• [PAGE EXCERPT]
[BEGIN]

Figure 4: Original image (a) and image after Otsu method application (b).
4 Algorithm Description
To achieve the results, a Python application was prepared by the authors using keras library to apply artificial neural networks and sklearn to apply the SVM algorithm. The presented proprietary solution uses two artificial intelligence algorithms for the purpose of automating the recognition process of Japanese handwriting, therefore two types of feature vectors are created. It is similar to another used in the biometric algorithms, more specifically while recognising a user by their fingerprints. In order to create feature vectors for the character recognition, characteristic points – minutiae – are used. Figure 5 shows a diagram demonstrating how the presented solution works.
4.1 Preprocessing Using Image Processing
This step is followed by the creation of feature vectors further used during the learning of the neural network in order to perform an automatic segmentation. The steps of this process are shown at Figure 6. The first stage consists in the use a bilateral filter [12]. As a consequence of the aforementioned, some of the noise that appeared in the image is eliminated. However, this has failed to affect the edge condition.

[END]

• [RECORD SET]
[BEGIN]

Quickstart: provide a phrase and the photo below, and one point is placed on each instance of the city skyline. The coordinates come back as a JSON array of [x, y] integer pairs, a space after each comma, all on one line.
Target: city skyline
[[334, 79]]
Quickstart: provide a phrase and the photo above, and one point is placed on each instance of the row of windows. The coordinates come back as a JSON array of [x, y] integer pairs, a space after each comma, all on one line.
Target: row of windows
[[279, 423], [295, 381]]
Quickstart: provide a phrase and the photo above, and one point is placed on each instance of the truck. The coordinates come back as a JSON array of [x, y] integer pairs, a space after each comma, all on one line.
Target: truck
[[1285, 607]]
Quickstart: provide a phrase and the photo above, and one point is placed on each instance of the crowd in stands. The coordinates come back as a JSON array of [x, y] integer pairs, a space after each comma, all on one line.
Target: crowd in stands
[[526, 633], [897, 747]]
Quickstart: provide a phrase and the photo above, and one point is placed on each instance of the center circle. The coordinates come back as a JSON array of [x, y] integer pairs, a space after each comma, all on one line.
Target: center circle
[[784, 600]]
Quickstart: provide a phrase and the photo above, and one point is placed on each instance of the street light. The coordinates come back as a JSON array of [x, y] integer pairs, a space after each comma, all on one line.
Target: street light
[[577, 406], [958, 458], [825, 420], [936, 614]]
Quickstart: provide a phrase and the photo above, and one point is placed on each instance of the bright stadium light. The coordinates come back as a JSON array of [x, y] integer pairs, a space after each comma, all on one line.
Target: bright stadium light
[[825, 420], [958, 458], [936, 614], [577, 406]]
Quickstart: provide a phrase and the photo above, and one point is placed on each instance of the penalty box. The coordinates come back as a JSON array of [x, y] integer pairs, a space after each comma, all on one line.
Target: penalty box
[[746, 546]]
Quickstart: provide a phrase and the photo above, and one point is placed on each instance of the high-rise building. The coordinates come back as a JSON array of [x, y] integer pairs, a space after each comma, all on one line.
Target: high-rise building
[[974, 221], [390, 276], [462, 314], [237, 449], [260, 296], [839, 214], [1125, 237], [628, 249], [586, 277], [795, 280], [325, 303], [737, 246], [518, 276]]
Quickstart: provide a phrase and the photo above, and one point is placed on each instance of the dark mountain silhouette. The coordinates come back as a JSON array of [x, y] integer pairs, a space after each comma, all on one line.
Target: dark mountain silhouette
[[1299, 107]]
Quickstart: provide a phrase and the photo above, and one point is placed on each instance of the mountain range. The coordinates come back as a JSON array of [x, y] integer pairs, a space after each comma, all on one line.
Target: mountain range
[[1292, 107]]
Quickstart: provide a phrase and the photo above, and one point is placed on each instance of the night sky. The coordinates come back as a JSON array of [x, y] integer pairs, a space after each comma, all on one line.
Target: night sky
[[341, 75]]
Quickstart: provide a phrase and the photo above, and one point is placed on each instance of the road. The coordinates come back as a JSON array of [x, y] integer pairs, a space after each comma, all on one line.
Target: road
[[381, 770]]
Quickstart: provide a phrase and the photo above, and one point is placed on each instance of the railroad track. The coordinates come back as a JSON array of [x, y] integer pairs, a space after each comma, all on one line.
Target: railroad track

[END]

• [EXERCISE SET]
A – In the handwriting-recognition excerpt, which library did the authors use to apply the SVM algorithm?
B – Do these statements agree with the handwriting-recognition excerpt? Answer yes or no for each, quoting the deciding words. (i) The authors' application was written in Python. (ii) The bilateral filter removes all of the noise from the image. (iii) The feature vectors for character recognition are built from characteristic points called minutiae.
C – Output the passage of the handwriting-recognition excerpt between "4 Algorithm Description" and "presented solution works.", inclusive.

• [ANSWERS FOR THE TASKS]
A – sklearn

B –
(i) Yes: "a Python application was prepared by the authors"
(ii) No: "some of the noise that appeared in the image is eliminated"
(iii) Yes: "In order to create feature vectors for the character recognition, characteristic points – minutiae – are used"

C –
4 Algorithm Description
To achieve the results, a Python application was prepared by the authors using keras library to apply artificial neural networks and sklearn to apply the SVM algorithm. The presented proprietary solution uses two artificial intelligence algorithms for the purpose of automating the recognition process of Japanese handwriting, therefore two types of feature vectors are created. It is similar to another used in the biometric algorithms, more specifically while recognising a user by their fingerprints. In order to create feature vectors for the character recognition, characteristic points – minutiae – are used. Figure 5 shows a diagram demonstrating how the presented solution works.